■ **SOURCE TEXT**:
_ _ _

Some years ago, the Government changed the rules regarding the disability living allowance, and converted it to PIP. Many people who used to receive DLA then had to be reconsidered for PIP. The criteria for PIP were much harsher and more stringent. As a result, many disabled people lost out. I want to concentrate on those people who have been very unwell for many years. Every few years they have to go through the reassessment process, which is an incredibly debilitating, stressful and anxious time for them. I was recently contacted by constituents who suffer from ankylosing spondylitis, an inflammatory disease that over time can cause some of the bones in the spine to fuse. They have been called back time and again to be reassessed, when everybody knows their condition is only going to get worse.

Another couple contacted me. The husband received a lifetime disability living allowance award 18 years ago. He is unable to walk and is completely dependent on others for his needs, yet he has to go through a stressful and difficult reassessment process for PIP. I would like the Minister to enlighten us. When a person is so incapacitated that a lifetime award is appropriate and it is recognised that they will not get better, why do the Government think it reasonable for that person repeatedly to endure reassessment?

Another constituent with cerebral palsy had, before PIP was introduced, received DLA since she was 16. Her illness is only going to get worse; the brain damage is irreversible and is not going to change, yet she has to get reassessed again and again. Why do the Government insist on reassessment for lifelong conditions, when they know that that is a waste of money and energy, and is very cruel? The reviews mean that people are subjected to repeated interviews with people who are not medical experts.

We have a system where people who are blind, paraplegic or have Down’s syndrome are put through reassessment, and forced to provide information about their disability; information that the Government already have and cannot possibly change. We have seen that the system that assesses them has proved to be a disaster; with lost applications and delay, it is not fit for purpose. None of that is mentioned in the Green Paper.

I urge the Minister to consider the following point. Lifetime awards, such as those we had with DLA, are a genuinely useful part of our welfare system. They are sensible responses to the reality that some people with disabilities will never get better. They ensure that they have to go to an assessment only once. I urge the Minister to consider the policies that have caused an enormous amount of suffering to our disabled citizens.

_ _ _

■ **DATA TO EXAMINE**:
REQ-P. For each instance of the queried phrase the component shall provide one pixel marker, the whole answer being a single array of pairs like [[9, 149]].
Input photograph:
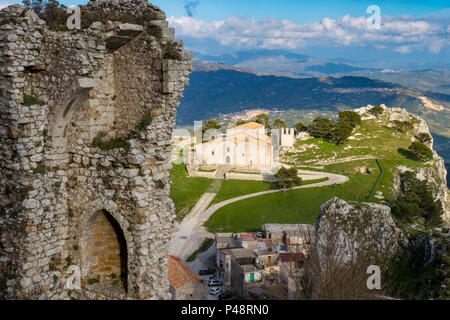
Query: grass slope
[[185, 191], [373, 138]]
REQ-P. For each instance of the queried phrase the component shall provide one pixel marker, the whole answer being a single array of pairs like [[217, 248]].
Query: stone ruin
[[86, 124]]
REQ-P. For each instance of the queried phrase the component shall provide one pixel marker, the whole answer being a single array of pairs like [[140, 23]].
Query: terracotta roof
[[268, 242], [291, 256], [250, 125], [248, 237], [180, 274]]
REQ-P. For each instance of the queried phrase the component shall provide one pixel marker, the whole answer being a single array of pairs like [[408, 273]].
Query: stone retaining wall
[[59, 93]]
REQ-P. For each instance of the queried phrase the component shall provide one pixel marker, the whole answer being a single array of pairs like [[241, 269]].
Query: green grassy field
[[303, 206], [294, 206], [185, 191], [235, 188], [372, 138]]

_ _ _

■ **ACTIVITY 1**: Copy the speech on PIP reassessment from "We have a system" up to and including "the Green Paper.", swapping "disaster" for "failure".
■ **ACTIVITY 2**:
Answer these questions from the speech on PIP reassessment:
(a) What disease do the constituents mentioned in the first paragraph suffer from?
(b) How many years ago did the husband receive a lifetime disability living allowance award?
(c) Since what age had the constituent with cerebral palsy received DLA?
The entries play no part in what comes next.

■ **EXERCISE SOLUTION 1**:
We have a system where people who are blind, paraplegic or have Down’s syndrome are put through reassessment, and forced to provide information about their disability; information that the Government already have and cannot possibly change. We have seen that the system that assesses them has proved to be a failure; with lost applications and delay, it is not fit for purpose. None of that is mentioned in the Green Paper.

■ **EXERCISE SOLUTION 2**:
(a) Ankylosing spondylitis
(b) 18 years ago
(c) Since she was 16